[Set exercise]: Count how many lines in the data below contain the string "Give", with case counting, and reply with only that number.

* BEGIN Dataset extract *

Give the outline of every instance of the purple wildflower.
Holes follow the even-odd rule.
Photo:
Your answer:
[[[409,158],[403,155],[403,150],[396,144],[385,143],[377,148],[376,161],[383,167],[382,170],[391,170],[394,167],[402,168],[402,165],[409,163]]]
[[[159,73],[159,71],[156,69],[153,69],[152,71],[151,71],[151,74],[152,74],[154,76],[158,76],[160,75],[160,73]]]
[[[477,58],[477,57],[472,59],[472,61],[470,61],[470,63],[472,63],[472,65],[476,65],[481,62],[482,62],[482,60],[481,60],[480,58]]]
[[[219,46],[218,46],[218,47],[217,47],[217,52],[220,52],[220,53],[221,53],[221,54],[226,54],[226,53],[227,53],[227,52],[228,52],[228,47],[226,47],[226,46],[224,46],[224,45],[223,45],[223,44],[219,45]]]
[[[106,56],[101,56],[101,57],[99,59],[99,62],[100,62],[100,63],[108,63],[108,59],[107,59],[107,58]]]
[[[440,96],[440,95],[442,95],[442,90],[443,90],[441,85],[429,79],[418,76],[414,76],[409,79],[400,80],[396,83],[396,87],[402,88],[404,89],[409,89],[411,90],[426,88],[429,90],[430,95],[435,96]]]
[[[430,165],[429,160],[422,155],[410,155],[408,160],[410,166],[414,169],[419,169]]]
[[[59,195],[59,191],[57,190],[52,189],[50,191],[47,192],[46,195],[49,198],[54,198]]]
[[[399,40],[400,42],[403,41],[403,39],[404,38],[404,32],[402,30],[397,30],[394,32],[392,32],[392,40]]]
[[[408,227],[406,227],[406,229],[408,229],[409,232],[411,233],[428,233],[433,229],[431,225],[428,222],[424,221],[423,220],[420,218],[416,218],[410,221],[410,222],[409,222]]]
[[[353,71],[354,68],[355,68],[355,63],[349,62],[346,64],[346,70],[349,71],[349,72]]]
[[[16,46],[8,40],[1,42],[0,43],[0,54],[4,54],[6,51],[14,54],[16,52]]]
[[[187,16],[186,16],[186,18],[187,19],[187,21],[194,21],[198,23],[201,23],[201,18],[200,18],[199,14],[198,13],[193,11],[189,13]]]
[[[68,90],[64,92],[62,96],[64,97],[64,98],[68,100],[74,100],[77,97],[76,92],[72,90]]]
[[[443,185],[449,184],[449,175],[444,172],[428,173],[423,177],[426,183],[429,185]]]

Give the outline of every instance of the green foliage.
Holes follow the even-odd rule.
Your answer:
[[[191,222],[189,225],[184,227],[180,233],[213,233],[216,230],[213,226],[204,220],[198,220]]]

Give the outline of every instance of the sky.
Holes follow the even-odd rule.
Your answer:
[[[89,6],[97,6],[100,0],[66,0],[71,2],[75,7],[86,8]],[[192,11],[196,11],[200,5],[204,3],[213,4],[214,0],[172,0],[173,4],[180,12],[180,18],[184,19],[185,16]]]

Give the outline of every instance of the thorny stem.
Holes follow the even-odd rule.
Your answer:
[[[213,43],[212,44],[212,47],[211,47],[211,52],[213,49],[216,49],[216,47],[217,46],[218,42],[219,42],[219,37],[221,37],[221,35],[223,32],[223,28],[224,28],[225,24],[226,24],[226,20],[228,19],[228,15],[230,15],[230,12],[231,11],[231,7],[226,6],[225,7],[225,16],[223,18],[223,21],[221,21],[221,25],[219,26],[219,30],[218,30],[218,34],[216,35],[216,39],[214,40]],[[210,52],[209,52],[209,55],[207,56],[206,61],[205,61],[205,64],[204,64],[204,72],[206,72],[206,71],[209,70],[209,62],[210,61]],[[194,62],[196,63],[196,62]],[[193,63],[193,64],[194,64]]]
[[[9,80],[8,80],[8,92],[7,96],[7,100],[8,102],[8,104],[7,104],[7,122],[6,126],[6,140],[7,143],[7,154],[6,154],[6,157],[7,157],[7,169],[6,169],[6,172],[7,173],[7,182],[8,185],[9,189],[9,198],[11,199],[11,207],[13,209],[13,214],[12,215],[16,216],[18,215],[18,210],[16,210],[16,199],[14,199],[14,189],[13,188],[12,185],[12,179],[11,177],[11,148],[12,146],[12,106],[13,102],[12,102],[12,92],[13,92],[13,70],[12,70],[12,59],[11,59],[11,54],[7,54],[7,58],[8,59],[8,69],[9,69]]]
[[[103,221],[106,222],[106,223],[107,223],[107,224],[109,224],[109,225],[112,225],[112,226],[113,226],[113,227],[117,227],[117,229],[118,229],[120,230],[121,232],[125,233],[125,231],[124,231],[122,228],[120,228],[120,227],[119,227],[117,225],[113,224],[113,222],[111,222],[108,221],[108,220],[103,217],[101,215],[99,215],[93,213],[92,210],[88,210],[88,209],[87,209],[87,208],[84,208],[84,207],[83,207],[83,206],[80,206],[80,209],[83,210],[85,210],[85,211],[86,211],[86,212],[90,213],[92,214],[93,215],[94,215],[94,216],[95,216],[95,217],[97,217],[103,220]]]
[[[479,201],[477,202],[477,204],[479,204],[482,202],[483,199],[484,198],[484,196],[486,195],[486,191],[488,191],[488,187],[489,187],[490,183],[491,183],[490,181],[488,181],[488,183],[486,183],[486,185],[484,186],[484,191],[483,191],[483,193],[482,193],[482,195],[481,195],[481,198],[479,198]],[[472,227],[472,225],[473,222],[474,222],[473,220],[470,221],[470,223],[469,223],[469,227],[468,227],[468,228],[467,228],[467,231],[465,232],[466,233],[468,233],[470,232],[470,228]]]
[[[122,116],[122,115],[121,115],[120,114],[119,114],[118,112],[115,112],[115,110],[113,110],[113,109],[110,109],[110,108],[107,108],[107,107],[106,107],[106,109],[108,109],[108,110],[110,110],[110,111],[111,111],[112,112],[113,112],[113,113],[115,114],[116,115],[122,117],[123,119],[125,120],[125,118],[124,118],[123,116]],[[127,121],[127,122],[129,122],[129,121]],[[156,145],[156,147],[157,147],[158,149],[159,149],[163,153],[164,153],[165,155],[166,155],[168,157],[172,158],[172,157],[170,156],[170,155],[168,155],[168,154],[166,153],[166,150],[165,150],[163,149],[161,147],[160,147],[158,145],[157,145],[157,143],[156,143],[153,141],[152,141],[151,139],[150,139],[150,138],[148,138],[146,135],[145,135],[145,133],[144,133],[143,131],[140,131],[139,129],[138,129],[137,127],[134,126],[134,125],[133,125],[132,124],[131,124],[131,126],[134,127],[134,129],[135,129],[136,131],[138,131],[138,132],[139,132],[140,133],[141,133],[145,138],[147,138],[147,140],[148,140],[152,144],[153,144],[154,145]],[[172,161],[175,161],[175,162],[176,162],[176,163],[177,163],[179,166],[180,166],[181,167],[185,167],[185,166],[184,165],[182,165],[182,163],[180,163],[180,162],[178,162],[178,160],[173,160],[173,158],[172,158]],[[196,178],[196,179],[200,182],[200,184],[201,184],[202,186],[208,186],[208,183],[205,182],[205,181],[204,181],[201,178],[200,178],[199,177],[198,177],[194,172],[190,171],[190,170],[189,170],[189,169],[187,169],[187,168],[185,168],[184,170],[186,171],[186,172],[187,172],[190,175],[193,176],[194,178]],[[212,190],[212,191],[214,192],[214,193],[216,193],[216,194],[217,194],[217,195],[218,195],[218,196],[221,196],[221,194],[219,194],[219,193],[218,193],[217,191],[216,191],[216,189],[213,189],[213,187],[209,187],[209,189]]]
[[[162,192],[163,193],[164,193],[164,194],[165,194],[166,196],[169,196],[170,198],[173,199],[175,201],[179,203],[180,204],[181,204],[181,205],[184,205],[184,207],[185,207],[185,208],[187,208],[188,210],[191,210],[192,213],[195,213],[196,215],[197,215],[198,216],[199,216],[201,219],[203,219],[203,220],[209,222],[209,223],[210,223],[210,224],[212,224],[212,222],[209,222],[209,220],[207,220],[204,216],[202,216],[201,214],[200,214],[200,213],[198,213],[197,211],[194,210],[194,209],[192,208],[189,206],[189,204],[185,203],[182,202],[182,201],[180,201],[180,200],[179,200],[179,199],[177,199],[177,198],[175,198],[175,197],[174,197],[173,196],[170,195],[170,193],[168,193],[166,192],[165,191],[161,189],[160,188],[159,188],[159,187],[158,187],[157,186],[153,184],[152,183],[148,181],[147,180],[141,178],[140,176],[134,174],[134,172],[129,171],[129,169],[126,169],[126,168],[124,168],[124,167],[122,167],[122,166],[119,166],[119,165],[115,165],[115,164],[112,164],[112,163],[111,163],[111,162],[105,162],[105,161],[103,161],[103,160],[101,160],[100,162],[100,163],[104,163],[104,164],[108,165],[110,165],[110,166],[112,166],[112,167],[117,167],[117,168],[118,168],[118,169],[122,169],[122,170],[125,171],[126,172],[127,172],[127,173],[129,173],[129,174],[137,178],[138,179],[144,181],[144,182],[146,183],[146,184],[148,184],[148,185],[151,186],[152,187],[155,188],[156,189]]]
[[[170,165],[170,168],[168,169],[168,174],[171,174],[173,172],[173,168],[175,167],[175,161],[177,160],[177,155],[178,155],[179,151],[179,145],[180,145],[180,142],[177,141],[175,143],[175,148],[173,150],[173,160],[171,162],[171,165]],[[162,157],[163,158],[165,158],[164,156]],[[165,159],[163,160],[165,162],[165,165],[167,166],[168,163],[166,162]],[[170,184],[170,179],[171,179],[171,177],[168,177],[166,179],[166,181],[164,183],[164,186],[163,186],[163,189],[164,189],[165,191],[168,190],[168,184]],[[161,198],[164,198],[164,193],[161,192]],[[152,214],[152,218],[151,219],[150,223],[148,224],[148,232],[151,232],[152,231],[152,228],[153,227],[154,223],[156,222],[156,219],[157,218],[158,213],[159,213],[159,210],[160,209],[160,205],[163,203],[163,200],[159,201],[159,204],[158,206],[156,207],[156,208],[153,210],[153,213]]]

* END Dataset extract *

[Exercise answer]: 4